*** RAW RECORDS

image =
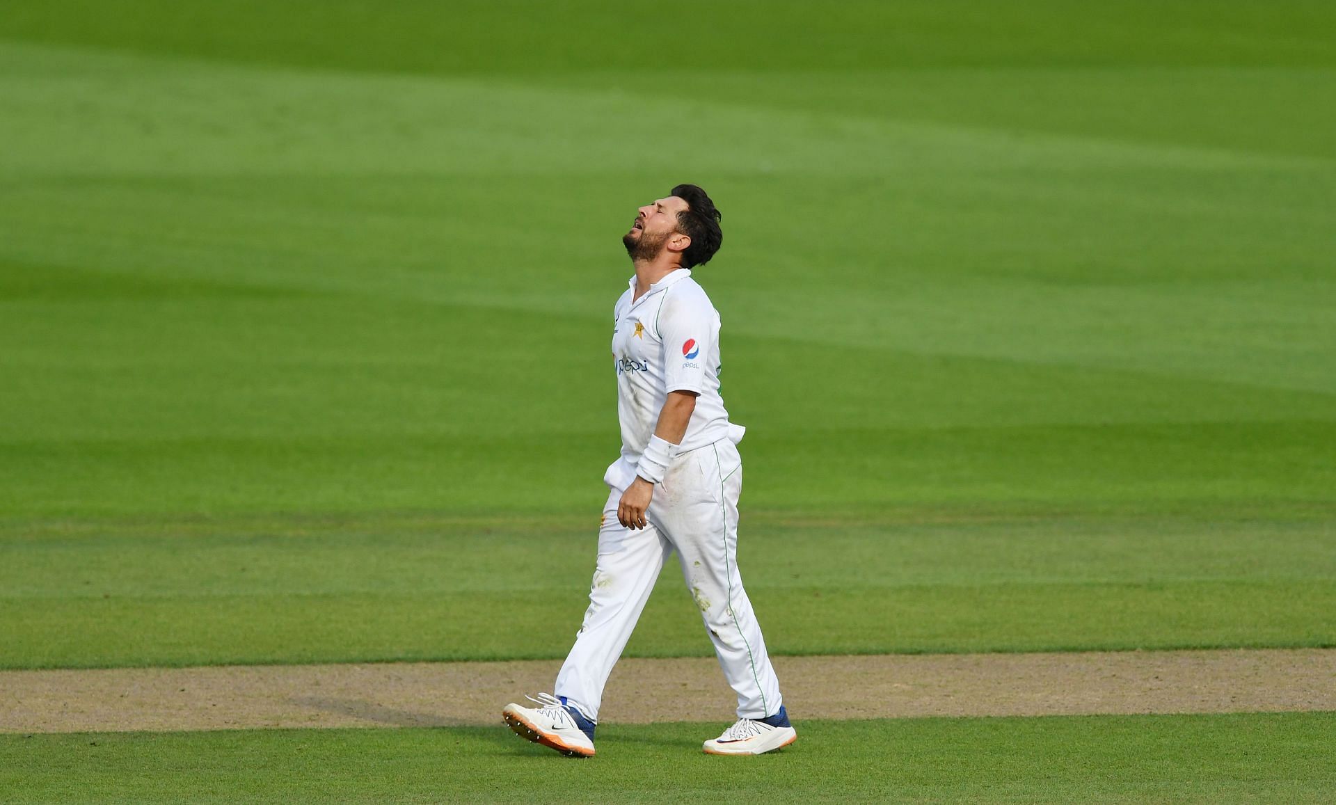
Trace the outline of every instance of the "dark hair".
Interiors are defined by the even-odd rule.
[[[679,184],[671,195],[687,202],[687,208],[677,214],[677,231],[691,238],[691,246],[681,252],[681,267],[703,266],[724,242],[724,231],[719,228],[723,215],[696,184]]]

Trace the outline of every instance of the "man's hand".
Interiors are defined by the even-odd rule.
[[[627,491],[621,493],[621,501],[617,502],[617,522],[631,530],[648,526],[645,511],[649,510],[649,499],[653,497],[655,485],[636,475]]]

******
*** RAW RECORDS

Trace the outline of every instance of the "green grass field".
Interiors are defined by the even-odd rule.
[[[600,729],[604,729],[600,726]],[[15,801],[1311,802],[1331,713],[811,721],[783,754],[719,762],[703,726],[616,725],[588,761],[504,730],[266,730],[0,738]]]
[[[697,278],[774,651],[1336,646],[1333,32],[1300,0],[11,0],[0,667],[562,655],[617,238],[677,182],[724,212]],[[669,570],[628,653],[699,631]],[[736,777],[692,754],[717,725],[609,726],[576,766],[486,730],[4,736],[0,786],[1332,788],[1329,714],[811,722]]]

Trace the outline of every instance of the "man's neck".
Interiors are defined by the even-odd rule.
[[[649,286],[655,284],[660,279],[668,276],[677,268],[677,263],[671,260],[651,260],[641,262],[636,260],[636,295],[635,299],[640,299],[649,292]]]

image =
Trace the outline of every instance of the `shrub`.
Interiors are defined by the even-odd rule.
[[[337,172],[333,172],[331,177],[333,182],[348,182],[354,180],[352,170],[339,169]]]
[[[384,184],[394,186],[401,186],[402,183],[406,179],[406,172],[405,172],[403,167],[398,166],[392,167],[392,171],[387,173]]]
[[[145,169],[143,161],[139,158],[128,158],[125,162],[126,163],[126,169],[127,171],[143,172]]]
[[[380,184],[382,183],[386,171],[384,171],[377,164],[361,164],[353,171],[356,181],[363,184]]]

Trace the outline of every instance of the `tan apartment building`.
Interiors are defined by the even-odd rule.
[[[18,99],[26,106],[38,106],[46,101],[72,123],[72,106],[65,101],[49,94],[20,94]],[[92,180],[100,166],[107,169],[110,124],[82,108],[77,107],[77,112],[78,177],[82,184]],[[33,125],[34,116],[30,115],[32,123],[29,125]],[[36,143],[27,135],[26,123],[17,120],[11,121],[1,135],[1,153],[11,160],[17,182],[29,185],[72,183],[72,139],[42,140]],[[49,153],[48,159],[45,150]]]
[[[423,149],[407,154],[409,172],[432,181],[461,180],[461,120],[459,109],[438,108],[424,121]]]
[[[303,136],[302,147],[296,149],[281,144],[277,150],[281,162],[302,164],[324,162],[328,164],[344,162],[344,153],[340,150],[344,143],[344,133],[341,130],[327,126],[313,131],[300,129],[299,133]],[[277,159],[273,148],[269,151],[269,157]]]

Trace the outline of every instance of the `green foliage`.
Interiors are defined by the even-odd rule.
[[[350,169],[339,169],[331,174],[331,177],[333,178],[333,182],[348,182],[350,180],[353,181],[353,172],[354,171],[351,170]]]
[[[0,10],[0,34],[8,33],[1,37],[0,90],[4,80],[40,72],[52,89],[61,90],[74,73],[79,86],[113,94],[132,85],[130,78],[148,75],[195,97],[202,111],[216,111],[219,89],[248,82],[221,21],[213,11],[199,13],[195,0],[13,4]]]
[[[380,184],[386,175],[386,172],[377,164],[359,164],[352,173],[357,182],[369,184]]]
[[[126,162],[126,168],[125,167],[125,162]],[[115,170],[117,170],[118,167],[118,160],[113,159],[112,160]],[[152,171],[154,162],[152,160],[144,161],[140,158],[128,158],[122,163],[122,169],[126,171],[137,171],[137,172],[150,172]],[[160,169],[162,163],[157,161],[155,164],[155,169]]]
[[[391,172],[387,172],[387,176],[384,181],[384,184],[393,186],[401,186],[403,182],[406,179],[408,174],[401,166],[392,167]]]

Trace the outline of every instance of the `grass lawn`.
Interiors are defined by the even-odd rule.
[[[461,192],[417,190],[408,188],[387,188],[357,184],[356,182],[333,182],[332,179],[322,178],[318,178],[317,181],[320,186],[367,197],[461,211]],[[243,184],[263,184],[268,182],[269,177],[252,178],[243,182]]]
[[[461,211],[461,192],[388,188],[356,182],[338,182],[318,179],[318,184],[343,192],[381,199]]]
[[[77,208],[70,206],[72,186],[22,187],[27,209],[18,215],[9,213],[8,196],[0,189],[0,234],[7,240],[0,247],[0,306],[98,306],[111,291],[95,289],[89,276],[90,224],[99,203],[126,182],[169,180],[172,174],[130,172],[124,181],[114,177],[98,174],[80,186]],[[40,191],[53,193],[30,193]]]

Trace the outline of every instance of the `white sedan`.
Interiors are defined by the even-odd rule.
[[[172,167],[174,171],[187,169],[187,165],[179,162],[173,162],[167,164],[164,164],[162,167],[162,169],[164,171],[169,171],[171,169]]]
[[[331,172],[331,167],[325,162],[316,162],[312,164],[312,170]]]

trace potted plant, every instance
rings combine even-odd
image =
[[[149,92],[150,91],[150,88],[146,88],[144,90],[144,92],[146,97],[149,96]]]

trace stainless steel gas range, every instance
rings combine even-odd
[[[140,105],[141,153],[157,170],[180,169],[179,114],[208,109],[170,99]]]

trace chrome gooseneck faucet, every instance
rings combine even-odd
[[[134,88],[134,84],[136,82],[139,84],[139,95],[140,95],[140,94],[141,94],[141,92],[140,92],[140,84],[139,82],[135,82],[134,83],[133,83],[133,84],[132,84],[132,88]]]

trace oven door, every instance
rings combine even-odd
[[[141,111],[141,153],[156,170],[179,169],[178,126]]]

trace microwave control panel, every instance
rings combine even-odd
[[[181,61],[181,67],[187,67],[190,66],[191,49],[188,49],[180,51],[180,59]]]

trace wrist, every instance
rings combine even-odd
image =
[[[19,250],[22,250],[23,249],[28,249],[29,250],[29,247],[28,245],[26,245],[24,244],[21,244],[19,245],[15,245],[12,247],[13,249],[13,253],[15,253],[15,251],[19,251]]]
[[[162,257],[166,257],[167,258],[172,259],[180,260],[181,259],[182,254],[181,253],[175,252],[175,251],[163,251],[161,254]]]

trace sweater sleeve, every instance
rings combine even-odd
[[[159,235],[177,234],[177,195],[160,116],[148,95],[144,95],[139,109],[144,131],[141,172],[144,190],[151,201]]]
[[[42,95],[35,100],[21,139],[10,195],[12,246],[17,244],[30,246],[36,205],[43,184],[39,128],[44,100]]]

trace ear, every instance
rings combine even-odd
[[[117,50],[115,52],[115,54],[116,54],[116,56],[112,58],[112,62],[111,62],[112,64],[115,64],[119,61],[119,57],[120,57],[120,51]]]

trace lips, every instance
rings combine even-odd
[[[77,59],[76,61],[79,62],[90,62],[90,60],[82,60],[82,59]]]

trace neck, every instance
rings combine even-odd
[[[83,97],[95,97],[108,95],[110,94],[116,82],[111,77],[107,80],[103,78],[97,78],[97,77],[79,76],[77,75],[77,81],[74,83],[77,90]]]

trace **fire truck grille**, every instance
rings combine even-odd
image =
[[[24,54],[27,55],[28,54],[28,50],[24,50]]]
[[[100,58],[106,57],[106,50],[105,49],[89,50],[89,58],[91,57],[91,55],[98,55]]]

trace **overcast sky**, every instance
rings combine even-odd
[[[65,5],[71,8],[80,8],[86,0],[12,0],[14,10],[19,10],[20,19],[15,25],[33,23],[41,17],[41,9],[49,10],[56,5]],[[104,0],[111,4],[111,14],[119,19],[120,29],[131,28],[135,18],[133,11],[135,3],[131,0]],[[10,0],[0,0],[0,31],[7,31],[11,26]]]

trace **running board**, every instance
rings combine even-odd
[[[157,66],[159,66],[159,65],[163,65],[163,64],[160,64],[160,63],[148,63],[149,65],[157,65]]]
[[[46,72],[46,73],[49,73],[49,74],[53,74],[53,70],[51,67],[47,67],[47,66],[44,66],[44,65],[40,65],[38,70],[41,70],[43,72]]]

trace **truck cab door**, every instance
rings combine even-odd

******
*** RAW RECORDS

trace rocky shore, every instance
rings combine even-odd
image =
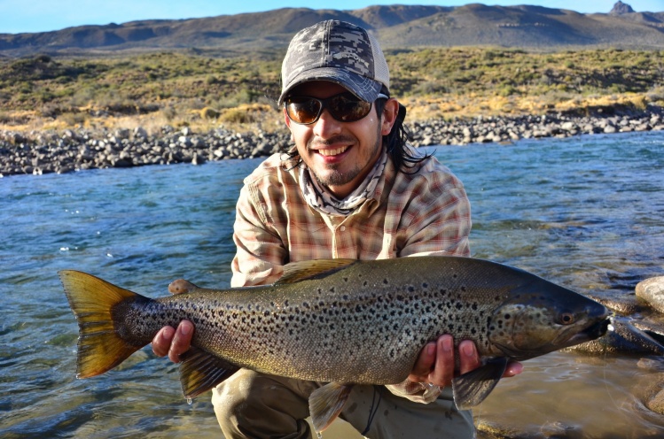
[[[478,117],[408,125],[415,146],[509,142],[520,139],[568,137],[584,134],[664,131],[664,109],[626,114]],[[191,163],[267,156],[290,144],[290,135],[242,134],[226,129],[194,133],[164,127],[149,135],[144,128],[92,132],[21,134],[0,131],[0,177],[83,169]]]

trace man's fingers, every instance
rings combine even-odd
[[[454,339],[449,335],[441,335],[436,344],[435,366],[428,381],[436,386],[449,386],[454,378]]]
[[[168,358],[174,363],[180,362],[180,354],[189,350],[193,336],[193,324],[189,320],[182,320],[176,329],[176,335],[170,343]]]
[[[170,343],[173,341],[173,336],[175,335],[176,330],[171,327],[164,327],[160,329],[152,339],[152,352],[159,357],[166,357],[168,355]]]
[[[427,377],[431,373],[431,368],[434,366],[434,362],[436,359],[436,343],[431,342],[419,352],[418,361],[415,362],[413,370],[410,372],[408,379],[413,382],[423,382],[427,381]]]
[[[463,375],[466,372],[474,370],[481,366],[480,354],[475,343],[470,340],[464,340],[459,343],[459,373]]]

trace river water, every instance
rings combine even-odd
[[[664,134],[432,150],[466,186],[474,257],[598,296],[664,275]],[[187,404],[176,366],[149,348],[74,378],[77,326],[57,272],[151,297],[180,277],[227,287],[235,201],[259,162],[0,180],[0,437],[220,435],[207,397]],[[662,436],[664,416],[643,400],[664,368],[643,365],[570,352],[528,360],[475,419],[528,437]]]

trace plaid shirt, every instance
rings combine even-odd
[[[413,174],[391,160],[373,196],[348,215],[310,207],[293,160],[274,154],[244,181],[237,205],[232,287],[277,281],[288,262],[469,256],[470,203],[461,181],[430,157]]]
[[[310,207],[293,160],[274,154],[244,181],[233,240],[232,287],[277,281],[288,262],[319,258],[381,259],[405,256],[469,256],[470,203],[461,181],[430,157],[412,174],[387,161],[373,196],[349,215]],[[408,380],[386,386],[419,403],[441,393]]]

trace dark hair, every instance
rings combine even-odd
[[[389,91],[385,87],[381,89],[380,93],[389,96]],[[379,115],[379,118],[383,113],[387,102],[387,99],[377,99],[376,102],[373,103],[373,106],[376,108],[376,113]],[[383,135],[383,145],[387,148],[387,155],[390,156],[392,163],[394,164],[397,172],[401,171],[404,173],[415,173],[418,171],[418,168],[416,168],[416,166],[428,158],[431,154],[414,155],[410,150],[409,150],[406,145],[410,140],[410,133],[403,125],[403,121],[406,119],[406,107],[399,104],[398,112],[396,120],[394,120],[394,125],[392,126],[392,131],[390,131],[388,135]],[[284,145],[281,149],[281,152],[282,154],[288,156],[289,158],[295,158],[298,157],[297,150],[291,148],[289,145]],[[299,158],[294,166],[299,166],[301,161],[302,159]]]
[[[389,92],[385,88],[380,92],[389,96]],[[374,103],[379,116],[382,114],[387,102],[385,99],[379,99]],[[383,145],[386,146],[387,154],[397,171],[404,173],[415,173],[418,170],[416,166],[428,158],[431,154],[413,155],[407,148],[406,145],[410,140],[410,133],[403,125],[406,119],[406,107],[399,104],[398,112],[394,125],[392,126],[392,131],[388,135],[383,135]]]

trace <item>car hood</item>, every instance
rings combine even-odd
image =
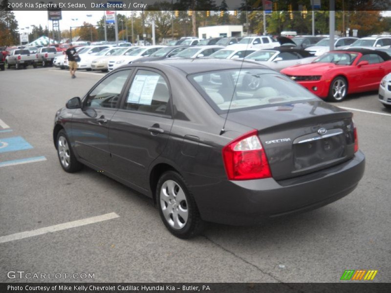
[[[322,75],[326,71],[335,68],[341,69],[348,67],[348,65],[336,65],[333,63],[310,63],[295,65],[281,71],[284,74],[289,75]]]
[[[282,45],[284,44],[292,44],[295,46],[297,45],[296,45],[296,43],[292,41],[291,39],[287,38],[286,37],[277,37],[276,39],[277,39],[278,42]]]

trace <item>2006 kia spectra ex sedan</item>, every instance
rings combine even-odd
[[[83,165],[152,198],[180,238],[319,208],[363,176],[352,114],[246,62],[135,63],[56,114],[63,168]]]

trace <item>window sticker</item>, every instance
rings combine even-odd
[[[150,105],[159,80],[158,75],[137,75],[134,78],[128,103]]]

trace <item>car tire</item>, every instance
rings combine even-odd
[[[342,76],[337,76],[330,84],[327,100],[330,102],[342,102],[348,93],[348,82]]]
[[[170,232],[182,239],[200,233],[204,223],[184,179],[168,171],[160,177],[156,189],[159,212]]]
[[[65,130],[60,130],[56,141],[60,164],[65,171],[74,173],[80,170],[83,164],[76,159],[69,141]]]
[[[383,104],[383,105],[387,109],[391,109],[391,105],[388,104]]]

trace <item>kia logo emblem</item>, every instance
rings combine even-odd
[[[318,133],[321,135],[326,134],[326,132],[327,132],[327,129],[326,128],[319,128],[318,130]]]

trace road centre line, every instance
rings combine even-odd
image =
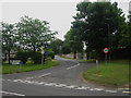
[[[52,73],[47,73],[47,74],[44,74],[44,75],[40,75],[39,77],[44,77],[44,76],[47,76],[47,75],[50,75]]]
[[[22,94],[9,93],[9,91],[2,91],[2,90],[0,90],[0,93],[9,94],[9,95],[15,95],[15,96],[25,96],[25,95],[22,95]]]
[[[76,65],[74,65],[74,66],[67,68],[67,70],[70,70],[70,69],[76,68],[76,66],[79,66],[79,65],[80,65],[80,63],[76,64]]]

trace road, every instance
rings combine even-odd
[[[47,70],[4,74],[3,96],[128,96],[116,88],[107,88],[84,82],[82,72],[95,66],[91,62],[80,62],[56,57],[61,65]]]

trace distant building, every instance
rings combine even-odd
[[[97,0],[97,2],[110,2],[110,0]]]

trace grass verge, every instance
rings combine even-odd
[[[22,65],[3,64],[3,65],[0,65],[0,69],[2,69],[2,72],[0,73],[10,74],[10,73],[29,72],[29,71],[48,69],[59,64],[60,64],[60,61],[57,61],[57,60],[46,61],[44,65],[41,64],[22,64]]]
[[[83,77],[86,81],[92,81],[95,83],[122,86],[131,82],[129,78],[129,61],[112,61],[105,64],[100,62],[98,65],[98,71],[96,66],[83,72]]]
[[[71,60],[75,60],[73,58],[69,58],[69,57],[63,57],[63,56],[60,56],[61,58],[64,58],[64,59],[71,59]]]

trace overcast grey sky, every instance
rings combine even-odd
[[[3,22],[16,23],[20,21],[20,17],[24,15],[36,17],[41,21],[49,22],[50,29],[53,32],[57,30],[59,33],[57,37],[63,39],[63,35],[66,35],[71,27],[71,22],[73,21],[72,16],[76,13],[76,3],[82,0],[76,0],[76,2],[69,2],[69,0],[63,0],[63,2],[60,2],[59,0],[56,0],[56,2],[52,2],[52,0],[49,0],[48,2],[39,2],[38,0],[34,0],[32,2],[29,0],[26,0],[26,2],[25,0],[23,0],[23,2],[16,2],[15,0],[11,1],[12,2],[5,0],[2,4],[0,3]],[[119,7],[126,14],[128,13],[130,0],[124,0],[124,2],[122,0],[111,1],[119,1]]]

******

WHAT NEEDS TO BE DONE ->
From the data above, copy each line that contains the string "item". Treat uppercase and lowercase as different.

OUTPUT FOR THIS EXERCISE ->
trace <item>car hood</item>, every instance
trace <item>2006 kia spectra ex sedan</item>, every instance
trace <item>window sticker</item>, every instance
trace <item>car tire</item>, every instance
trace <item>kia logo emblem</item>, every instance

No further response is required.